--- Actions to take ---
(1) In the passage on empathy and compassion, what does the term compassion refer to in broad terms?
(2) Does each statement below agree with the passage on empathy and compassion? Answer yes or no for each, and quote the deciding words from the passage.
(a) Empathy requires feeling an emotion identical to another person's emotion.
(b) People who receive compassion tend to become more compassionate themselves.
(c) Compassion has been associated with a variant or blend of sadness or love.
(3) Why does compassion spread, according to the passage on empathy and compassion?
BEGIN Page text
Commonly, in psychology this distinction is made to distinguish between empathy and compassion. Empathy has been defined as the vicarious experiencing of an emotion that is congruent with, but not necessarily identical to the emotion of another individual, as well as the knowledge or understanding of another’s feelings tied to it (Eisenberg and Janet Strayer 1990). Compassion is more than that.

In broad terms, the term compassion refers to the ability to be touched by the suffering of others and the desire to alleviate their suffering. It has been associated with the vicarious experience of distress in response to another person’s suffering, a variant or blend of sadness or love, and as an evolutionary adaption that motivates helping behaviors for the sake of survival, reproduction, or both (Goetz, Keltner, and Simon-Thomas, 2010).

The great news is that compassion also spreads. It reproduces itself because the recipients of compassion tend to become more compassionate themselves. Some researchers argue that higher “attachment security” is closely related to higher levels of compassion towards others and altruistic helping behavior (Shaver and Milkunicer (2004).
END Page text
BEGIN Entries
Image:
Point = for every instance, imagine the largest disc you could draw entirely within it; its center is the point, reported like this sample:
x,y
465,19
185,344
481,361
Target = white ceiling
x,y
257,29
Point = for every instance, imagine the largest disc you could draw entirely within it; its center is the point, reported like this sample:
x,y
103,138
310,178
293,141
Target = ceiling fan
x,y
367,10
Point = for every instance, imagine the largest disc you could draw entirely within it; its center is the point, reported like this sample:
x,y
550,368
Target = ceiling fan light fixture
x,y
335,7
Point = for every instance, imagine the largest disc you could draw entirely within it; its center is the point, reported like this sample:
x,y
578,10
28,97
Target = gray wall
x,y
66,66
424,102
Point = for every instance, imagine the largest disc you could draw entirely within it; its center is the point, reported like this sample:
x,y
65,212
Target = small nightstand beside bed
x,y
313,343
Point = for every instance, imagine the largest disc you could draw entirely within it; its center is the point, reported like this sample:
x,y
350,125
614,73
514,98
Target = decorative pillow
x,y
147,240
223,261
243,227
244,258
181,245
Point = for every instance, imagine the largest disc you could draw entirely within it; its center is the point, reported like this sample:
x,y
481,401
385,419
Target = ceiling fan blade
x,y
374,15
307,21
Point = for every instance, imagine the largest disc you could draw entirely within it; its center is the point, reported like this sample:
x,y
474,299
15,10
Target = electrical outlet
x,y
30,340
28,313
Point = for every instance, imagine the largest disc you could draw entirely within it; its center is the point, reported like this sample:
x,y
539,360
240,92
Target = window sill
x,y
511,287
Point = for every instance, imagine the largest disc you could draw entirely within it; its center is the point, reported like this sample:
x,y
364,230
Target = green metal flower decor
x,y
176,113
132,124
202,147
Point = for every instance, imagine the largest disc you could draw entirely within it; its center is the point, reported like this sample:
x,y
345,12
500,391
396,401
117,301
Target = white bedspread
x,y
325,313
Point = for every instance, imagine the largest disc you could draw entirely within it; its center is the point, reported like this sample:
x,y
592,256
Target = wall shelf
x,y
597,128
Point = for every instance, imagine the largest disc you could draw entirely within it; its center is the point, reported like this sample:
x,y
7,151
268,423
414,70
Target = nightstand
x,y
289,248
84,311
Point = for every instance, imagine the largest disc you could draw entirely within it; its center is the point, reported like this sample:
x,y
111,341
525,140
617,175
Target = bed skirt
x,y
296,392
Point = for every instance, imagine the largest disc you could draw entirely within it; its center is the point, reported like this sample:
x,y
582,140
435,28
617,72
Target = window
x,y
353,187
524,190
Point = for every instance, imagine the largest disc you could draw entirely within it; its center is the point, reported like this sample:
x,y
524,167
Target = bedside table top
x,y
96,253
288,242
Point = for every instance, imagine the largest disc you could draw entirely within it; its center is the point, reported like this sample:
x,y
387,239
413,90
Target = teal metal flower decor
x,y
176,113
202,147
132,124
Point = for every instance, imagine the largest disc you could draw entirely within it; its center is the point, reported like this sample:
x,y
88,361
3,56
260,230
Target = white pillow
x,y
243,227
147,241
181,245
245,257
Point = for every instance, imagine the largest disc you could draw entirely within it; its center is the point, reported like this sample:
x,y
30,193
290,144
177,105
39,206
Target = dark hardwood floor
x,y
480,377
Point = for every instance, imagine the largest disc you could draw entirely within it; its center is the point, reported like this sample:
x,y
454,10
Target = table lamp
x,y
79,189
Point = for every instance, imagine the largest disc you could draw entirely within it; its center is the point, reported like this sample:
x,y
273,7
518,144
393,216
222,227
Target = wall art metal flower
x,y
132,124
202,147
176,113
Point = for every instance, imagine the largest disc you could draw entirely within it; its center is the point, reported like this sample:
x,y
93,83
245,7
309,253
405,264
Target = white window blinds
END Entries
--- Answers to each task ---
(1) It refers to the ability to be touched by the suffering of others and the desire to alleviate their suffering.

(2)
(a) No: "congruent with, but not necessarily identical to the emotion of another individual"
(b) Yes: "the recipients of compassion tend to become more compassionate themselves"
(c) Yes: "a variant or blend of sadness or love"

(3) Compassion reproduces itself because those who receive it tend to become more compassionate themselves.